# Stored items

##########

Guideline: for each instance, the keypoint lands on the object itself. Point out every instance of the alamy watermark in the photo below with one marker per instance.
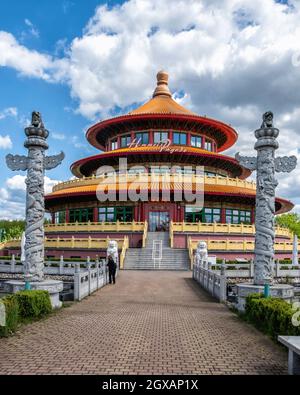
(155, 183)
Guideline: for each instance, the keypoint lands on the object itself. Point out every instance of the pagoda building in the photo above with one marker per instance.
(160, 141)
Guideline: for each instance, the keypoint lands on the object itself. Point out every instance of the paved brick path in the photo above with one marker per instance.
(148, 323)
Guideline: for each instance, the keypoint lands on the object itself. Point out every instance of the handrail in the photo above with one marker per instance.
(125, 246)
(72, 242)
(145, 234)
(96, 226)
(201, 227)
(239, 245)
(146, 178)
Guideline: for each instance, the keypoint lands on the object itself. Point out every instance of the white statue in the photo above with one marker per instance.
(23, 239)
(201, 255)
(113, 251)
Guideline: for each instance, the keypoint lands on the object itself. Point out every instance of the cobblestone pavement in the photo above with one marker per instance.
(148, 323)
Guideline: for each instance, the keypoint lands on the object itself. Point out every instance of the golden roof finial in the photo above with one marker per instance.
(162, 87)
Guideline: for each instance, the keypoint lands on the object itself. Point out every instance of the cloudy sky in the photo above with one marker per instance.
(78, 62)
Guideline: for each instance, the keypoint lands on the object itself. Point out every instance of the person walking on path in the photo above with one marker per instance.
(112, 267)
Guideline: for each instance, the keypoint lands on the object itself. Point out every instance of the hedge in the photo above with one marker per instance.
(22, 306)
(273, 316)
(11, 314)
(33, 304)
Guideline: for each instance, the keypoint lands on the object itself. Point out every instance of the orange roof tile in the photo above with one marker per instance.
(162, 102)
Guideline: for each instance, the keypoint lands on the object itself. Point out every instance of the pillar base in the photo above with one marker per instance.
(54, 287)
(282, 291)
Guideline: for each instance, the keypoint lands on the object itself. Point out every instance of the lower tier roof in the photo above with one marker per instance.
(215, 193)
(156, 154)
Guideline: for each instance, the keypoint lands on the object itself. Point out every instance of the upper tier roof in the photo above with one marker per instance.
(162, 102)
(162, 112)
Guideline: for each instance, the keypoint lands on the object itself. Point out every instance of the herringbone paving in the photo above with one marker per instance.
(148, 323)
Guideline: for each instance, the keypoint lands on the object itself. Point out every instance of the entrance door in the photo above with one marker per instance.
(158, 221)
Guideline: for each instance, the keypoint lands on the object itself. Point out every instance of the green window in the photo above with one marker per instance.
(113, 214)
(212, 215)
(238, 216)
(179, 138)
(206, 215)
(196, 141)
(125, 141)
(124, 214)
(193, 214)
(142, 138)
(60, 217)
(106, 214)
(81, 215)
(160, 137)
(208, 145)
(114, 144)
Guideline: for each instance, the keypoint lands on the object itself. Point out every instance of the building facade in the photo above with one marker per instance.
(148, 153)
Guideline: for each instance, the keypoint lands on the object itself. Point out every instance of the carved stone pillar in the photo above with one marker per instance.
(35, 163)
(265, 165)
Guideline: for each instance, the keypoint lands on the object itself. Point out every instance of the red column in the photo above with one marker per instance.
(223, 216)
(151, 137)
(95, 214)
(188, 139)
(136, 214)
(253, 215)
(132, 136)
(67, 216)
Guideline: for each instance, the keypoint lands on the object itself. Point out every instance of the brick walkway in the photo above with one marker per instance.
(148, 323)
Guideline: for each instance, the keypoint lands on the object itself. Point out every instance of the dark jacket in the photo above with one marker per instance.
(111, 264)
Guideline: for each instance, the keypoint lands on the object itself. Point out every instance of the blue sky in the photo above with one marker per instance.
(81, 61)
(53, 20)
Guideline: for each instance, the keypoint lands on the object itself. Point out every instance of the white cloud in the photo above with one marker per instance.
(5, 142)
(230, 60)
(8, 112)
(58, 136)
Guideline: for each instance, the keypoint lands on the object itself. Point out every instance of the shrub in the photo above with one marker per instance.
(272, 316)
(11, 313)
(33, 304)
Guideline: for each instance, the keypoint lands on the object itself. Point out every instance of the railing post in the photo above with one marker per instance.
(88, 266)
(223, 282)
(277, 268)
(61, 265)
(13, 263)
(77, 282)
(88, 263)
(251, 268)
(97, 270)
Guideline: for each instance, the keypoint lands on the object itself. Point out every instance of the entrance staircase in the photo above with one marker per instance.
(157, 255)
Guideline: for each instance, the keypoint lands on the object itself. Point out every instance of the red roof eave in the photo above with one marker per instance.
(229, 132)
(76, 166)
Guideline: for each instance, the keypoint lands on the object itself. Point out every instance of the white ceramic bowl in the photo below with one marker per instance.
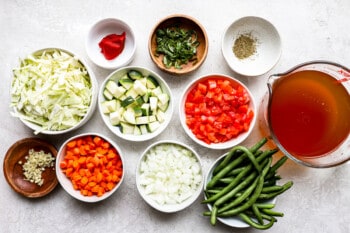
(117, 75)
(232, 221)
(67, 184)
(268, 46)
(168, 175)
(94, 93)
(106, 27)
(220, 145)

##########

# TASK DIRECTIONS
Without the pictures, write out every entry precisely as it appears.

# PROBLEM SOLUTION
Guideline: for each instance, the keypoint lands on the object itself. Point out every instance of the alamy watermark in the photo below with one marker per instance.
(155, 183)
Guideline: for each instance, the keypoint lands on the object itself. Point out every instance of the pagoda building in the photo above with one marker per instance.
(160, 141)
Guideline: for each instance, the keypoint lands on the object itself. Point out every instance of the paved brick path in the photo above with one marker per instance.
(148, 323)
Guideline: for each instance, the keypoint lands on the object itself. Point out every instance of the handrail in the photo above with one marker per instance.
(125, 246)
(72, 242)
(145, 234)
(96, 226)
(201, 227)
(239, 245)
(146, 178)
Guideline: for each instance, the keypoint lands on the object itself. Point out every instance of the white statue in the photo above with one marker per instance.
(23, 239)
(201, 255)
(113, 251)
Guideline: for each instance, the keypoint lands on the object itself. Point out every instance of the cobblestone pavement in the photo above with one marker per instance.
(148, 323)
Guideline: for each instance, the keypoint lands on the object itself. Point out every instance of the golden roof finial in the photo above with one marker per instance.
(162, 87)
Guideline: for each instance, the keypoint lands on the object itself. Point out every instance of the cloudy sky in the photo above with one marker per instance.
(78, 62)
Guideline: for each instance, the keypoint lands on the object itself. Point out every instance of the person walking on path in the photo above with one marker per instance.
(112, 267)
Guideline: for each instance, the keypoint lands on the object itself. Point out every instance of the hedge in the photo above with one marker per instance.
(22, 306)
(273, 316)
(11, 314)
(33, 304)
Guideline: for each instance, the keypoint lands on the object itself. Point out every instance of the orange roof tile in the photo above with one marker per instance.
(162, 102)
Guideline: for each instance, the keypoint lands on the object itself. Point out every instance of the pillar base in the photo above with one marker per instance.
(54, 287)
(282, 291)
Guideline: for each instance, the keypoint lands on the object itself. Point out every instance of the lower tier roof in the photo above with one marker per instance.
(215, 193)
(156, 154)
Guideline: for each instance, the keypoint lands on the object itself. Point out every instance of the upper tier roof in the photo above with one marker per instance.
(162, 102)
(162, 112)
Guideline: for each instance, the keypoint lands on the object itself. Point out every instance of the herringbone paving in the photo above with one marker per instance.
(148, 323)
Guideline: for each instance, the keypoint lands on the object itself. Point out every instance of the entrance door in the photo above with one marker per instance.
(158, 221)
Guideline: for each instance, the keypoint lands on the object itself. Point out every instance of the green window in the photo above with one marker per instance.
(113, 214)
(212, 215)
(238, 216)
(179, 138)
(206, 215)
(196, 141)
(125, 141)
(124, 214)
(193, 214)
(142, 138)
(60, 217)
(106, 214)
(81, 215)
(160, 137)
(208, 145)
(114, 144)
Guideline: for each instance, the keypoint lands on the object itself. Point out every instance of the building facade in the photo above with one marker per instance.
(148, 153)
Guideline: for each instance, the keypoint lands on the object itself. Point out every instance of the carved stone pillar in the photo above with one marker per instance.
(35, 163)
(265, 165)
Guideline: for each instance, the keypoint lands on the object itself. Point out every instance of the red column in the photo above with one marker per instance.
(223, 216)
(151, 137)
(95, 214)
(188, 139)
(136, 214)
(253, 215)
(132, 136)
(67, 216)
Guideline: for each instance, the keypoint lands on the object itself. Point out every instance of the brick walkway in the photo above with one marker per instance.
(148, 323)
Guideline: for each instance, the keypoint lands on the object itself. Point out every instance of the dark jacket in the photo above with one marker per instance.
(111, 264)
Guideline: for each instance, the keypoint lands on the object itself. Point out every instance of the blue sky in the photo above with one marker per instance.
(81, 61)
(53, 20)
Guideline: for each instance, the keypoint lands on the object itself. Point out every instance of the white cloud in the photo above with one marker per instance.
(5, 142)
(230, 60)
(8, 112)
(58, 136)
Guideline: for each instance, the keypoint lands on the object itself. Point out every instance of the shrub in the photo above with one marker per instance.
(272, 316)
(11, 313)
(33, 304)
Guideline: for each instance, the keypoint lands on the object itself. Point out every instance of the railing post in the photo above with one marker per instance.
(88, 266)
(223, 282)
(277, 268)
(61, 265)
(13, 263)
(77, 282)
(88, 263)
(251, 268)
(97, 270)
Guideline: for each instance, the keypoint lands on the object itself. Point out every instance of the entrance staircase in the photo above with one marker per instance.
(157, 255)
Guideline: for each instance, the keypoint lands on the object itself. Point out every instance of the red roof eave in the photo above with one marker per instance.
(229, 132)
(76, 166)
Guideline: for each instance, the keypoint lands on the object itself. Point out every instance of the white ceramic bowl in the photo below with one marker per instance.
(117, 75)
(232, 221)
(67, 184)
(268, 46)
(168, 175)
(94, 93)
(106, 27)
(220, 145)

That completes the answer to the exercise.